■ **DOCUMENT**
+++

Le rapport sur les musées du XXIe siècle, un chef-d’œuvre de novlangue

La ministre de la Culture, Audrey Azoulay, osait aujourd’hui un déplacement à Lyon où rien n’était prévu pour le Musée des Tissus et des Arts décoratifs. On aurait pu imaginer que celle-ci en profite pour le visiter, ce qui aurait eu un véritable impact symbolique, mais non. Audrey Azoulay allait à Lyon pour parler de musées, mais pas du musée. De musées du XXIe siècle. Car elle a commandé un rapport à ce sujet, les musées du XXIe siècle, à Jacqueline Eidelman, conservatrice générale du patrimoine et chef du département de la politique des publics à la direction des patrimoines.

Ce rapport se présente en plusieurs fascicules. Le premier est une synthèse ; le deuxième regroupe les « rapports des groupes de travail » organisés par la mission ; le troisième résume la « consultation citoyenne », questionnaire mené auprès du public via internet, et le quatrième regroupe des annexes. On découvre dans ce dernier opus que ce rapport a mobilisé un nombre de personnes proprement hallucinant : pas moins de 420 ! Tous ces efforts et ce temps dépensé pour aboutir à un chef-d’œuvre de la novlangue officielle qui fait désormais office de pensée. Nous avons lu beaucoup de rapports rédigés dans un tel jargon, mais nous sommes sans doute là devant l’exemplaire le plus pur qu’il nous ait été donné d’analyser. Au point que nous ne pourrons pas le faire entièrement car nous avouons être dans l’incapacité de traduire un pareil charabia. Nous ne pouvons cependant résister à la tentation d’extraire ici, l’exercice est facile mais tellement amusant, quelques-unes des phrases les plus extraordinaires que l’on trouve dans le premier volume (nous nous sommes focalisé sur la synthèse et avons laissé tombé les autres car à l’impossible nul n’est tenu). Nous signalerons ensuite quelques points qui ne peuvent se réduire à des citations.

Ces phrases sont citées dans l’ordre où elles se trouvent dans le texte (qui, en réalité, mériterait d’être cité presque intégralement), à l’exception de celle-ci, que nous mettons en exergue : « Le discours muséal est ouvert et compréhensible par tous ». Manifestement, ce rapport sur les musées n’est pas un discours muséal.

+++

■ **DONNÉES FOURNIES**

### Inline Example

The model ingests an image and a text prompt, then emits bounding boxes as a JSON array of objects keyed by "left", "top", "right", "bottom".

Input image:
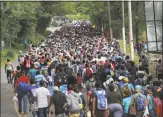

+++

■ **CONSIGNE 1**
Recopiez le passage de l'article sur les musées du XXIe siècle depuis « Ces phrases sont » jusqu'à « un discours muséal. » inclus.
■ **CONSIGNE 2**
D'après l'article sur les musées du XXIe siècle, combien de personnes le rapport a-t-il mobilisées ?

■ **SOLUTION COMPLÈTE 1**
Ces phrases sont citées dans l’ordre où elles se trouvent dans le texte (qui, en réalité, mériterait d’être cité presque intégralement), à l’exception de celle-ci, que nous mettons en exergue : « Le discours muséal est ouvert et compréhensible par tous ». Manifestement, ce rapport sur les musées n’est pas un discours muséal.

■ **SOLUTION COMPLÈTE 2**
Pas moins de 420 personnes.